» **DOCUMENT EXCERPT**:
------------------------------------------------------------

- Location: Howard T. Markey National Courts Building (717 Madison Place, NW Washington, D.C.)
- Established: October 1, 1982
- Judges: 12
- Circuit Justice: John Roberts
- Chief Judge: Kimberly A. Moore
- cafc.uscourts.gov

= United States Court of Appeals for the Federal Circuit =

Current United States federal appellate court

The United States Court of Appeals for the Federal Circuit (in case citations, Fed. Cir. or C.A.F.C.) is one of the 13 United States courts of appeals. It has special appellate jurisdiction over all U.S. federal cases involving patents, international trade, trademark registrations, government contracts, veterans' benefits, public safety officers' benefits, federal employees' benefits, and various other types of cases. Unlike the other circuits, the Federal Circuit is a specialized court and has no jurisdiction over criminal, bankruptcy, immigration, or U.S. state law cases. It is headquartered at the Howard T. Markey National Courts Building in Washington, D.C.

------------------------------------------------------------

» **PROVIDED INFORMATION**:
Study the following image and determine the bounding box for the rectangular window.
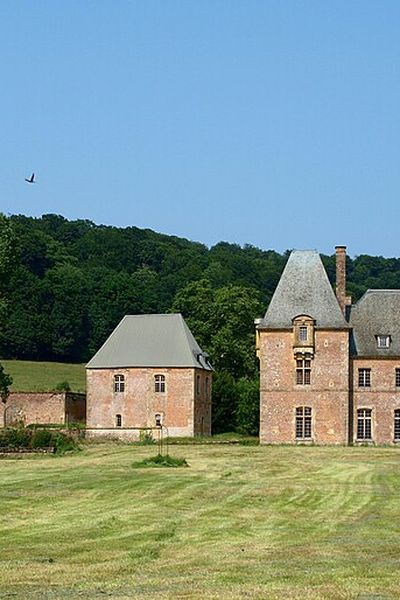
[358,369,371,387]
[154,375,165,393]
[296,358,311,385]
[394,408,400,442]
[206,377,210,400]
[296,406,312,440]
[357,408,372,440]
[114,375,125,392]
[299,325,308,342]
[196,375,201,396]
[376,335,390,348]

------------------------------------------------------------

» **EXERCISE INSTRUCTIONS**:
1/ Answer these questions from the Federal Circuit profile:
(a) On what date was the court established?
(b) Who is its Chief Judge?
(c) Of how many United States courts of appeals is it one?
2/ Print the Federal Circuit profile from "Current United States" up to and including "in Washington, D.C.".
3/ Carry on the Federal Circuit profile after its final sentence.

» **ANSWERS FOR EACH ITEM**:
1/
(a) October 1, 1982
(b) Kimberly A. Moore
(c) 13

2/
Current United States federal appellate court

The United States Court of Appeals for the Federal Circuit (in case citations, Fed. Cir. or C.A.F.C.) is one of the 13 United States courts of appeals. It has special appellate jurisdiction over all U.S. federal cases involving patents, international trade, trademark registrations, government contracts, veterans' benefits, public safety officers' benefits, federal employees' benefits, and various other types of cases. Unlike the other circuits, the Federal Circuit is a specialized court and has no jurisdiction over criminal, bankruptcy, immigration, or U.S. state law cases. It is headquartered at the Howard T. Markey National Courts Building in Washington, D.C.

3/
The Federal Circuit was created in 1982 with enactment of the Federal Courts Improvement Act, which merged the United States Court of Customs and Patent Appeals and the appellate division of the United States Court of Claims, making the judges of the former courts into circuit judges. In addition to the Markey Building, the court also occupies the adjacent Benjamin Ogle Tayloe House, former Cosmos Club building, and the Cutts–Madison House in Washington, D.C., on Lafayette Square. The court sits from time to time in locations other than Washington, and its judges can and do sit by designation on the benches of other courts of appeals and federal district courts. As of 2016, Washington and Lee University School of Law's Millhiser Moot Courtroom had been designated as the continuity of operations site for the court.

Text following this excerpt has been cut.